● **TO DO**: Identify each line in the data below that contains the string "cloud", with case counting, and copy those lines out in full.

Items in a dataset
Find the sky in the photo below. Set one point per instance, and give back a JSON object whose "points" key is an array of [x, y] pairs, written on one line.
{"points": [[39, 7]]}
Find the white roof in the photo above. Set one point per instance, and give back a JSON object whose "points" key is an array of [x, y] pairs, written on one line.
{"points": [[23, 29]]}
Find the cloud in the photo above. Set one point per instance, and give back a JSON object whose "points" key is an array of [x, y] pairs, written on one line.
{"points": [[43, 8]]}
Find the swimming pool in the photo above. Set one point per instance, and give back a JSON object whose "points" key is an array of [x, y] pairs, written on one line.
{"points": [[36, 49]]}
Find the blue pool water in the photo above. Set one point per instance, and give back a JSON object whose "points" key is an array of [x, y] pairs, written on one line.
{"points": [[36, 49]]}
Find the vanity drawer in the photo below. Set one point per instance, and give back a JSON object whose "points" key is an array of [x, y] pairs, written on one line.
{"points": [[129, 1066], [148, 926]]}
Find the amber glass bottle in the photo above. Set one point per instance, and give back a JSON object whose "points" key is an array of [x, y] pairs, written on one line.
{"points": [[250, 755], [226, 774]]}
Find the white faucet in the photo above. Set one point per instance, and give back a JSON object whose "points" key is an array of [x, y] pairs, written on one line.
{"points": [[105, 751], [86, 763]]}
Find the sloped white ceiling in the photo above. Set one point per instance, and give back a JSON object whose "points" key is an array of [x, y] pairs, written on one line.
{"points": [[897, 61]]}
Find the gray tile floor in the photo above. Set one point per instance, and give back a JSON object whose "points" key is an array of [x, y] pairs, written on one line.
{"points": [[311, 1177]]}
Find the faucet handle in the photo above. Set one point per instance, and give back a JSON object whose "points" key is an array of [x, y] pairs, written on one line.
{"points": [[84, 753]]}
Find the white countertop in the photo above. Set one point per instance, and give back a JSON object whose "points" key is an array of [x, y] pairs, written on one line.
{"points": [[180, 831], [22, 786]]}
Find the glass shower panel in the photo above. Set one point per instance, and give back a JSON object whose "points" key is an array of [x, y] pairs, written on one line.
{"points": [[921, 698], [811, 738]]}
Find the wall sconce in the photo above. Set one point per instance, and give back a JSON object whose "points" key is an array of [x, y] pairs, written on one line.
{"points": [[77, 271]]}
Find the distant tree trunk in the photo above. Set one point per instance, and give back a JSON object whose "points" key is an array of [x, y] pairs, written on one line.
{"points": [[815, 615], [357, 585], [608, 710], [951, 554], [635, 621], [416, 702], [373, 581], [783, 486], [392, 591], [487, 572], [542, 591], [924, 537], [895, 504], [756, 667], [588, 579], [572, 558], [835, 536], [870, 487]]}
* * *
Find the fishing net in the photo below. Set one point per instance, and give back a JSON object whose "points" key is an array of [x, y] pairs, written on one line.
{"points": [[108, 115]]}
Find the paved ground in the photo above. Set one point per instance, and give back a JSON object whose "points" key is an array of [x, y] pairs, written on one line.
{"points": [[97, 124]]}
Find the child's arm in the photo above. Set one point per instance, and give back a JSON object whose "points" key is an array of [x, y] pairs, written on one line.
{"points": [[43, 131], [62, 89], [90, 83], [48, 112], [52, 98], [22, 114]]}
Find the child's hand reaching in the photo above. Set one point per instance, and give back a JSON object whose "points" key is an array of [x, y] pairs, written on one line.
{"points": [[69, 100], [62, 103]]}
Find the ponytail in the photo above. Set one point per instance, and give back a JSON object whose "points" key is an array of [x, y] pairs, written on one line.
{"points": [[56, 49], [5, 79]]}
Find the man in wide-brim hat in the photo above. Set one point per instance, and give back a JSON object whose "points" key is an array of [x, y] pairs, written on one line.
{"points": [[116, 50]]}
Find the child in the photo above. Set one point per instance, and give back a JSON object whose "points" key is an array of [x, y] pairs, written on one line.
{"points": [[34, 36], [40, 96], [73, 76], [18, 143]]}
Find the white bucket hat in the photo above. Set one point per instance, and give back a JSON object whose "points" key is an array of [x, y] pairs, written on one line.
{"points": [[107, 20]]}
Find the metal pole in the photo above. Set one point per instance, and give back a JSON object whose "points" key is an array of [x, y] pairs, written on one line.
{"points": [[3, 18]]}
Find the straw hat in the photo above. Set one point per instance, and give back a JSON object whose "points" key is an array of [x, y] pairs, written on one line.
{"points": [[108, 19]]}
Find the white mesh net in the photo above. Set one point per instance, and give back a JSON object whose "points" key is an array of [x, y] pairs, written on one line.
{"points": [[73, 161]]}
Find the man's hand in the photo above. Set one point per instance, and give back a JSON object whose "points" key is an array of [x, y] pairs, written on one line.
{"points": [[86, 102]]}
...
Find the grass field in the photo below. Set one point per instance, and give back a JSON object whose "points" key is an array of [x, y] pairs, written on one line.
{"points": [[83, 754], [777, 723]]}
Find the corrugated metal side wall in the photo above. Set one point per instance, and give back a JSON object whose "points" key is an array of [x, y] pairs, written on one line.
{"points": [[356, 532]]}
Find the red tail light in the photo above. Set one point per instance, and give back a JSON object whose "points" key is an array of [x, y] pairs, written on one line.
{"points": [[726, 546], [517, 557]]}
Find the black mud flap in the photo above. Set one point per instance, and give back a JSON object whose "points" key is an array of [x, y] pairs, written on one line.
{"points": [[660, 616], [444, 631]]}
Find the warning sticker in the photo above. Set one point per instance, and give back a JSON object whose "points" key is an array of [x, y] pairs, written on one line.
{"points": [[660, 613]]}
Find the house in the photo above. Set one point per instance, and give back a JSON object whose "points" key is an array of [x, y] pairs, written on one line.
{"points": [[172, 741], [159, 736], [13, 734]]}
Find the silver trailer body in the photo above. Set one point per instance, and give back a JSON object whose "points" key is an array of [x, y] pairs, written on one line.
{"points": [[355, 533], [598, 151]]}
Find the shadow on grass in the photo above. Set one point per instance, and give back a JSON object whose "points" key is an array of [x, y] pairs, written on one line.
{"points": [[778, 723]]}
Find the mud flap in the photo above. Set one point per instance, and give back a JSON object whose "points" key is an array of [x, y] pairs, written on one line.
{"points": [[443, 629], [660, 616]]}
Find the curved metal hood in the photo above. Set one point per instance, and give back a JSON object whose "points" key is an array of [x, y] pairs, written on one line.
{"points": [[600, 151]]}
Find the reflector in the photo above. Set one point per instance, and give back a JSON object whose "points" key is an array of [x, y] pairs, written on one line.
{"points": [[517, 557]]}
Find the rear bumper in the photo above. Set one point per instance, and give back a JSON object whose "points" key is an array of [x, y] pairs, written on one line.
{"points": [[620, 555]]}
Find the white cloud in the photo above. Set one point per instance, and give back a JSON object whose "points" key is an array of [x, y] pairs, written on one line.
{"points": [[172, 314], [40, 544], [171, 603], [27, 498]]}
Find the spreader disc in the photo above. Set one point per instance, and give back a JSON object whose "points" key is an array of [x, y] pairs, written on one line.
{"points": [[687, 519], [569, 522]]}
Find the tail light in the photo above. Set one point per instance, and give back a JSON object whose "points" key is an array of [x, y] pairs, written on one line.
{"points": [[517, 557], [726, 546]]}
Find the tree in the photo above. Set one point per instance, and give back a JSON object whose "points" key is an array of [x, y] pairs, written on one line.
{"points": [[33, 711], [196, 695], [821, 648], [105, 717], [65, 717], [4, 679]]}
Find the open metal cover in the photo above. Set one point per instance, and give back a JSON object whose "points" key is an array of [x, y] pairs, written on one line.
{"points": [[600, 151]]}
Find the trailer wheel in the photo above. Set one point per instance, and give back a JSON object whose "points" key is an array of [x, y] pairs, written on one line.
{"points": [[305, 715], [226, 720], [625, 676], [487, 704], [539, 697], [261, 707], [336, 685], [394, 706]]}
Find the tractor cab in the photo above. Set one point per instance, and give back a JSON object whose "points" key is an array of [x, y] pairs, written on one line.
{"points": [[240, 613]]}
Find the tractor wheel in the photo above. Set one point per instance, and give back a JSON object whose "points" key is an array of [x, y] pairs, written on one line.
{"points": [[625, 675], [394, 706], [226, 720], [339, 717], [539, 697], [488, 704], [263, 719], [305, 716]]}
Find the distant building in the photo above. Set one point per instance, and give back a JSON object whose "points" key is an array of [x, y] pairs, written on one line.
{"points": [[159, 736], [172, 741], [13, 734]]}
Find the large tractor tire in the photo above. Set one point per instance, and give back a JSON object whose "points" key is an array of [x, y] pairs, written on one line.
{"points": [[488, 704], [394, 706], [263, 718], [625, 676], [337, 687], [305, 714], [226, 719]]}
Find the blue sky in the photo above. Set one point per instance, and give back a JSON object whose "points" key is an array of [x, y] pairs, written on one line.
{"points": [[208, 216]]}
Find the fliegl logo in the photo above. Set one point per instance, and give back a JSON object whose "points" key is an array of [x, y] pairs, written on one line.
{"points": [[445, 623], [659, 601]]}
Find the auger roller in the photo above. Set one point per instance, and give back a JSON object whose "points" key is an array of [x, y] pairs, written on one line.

● **WRITTEN ANSWER**:
Find the cloud in the photo above. Set one point per instance, and give back a JSON object whose "points" key is an array of [x, y] pairs, written on one line.
Find the white cloud in the photo above. Set one point per instance, and give back a JSON object whose "points" key is an array of [x, y] pairs, written on one line.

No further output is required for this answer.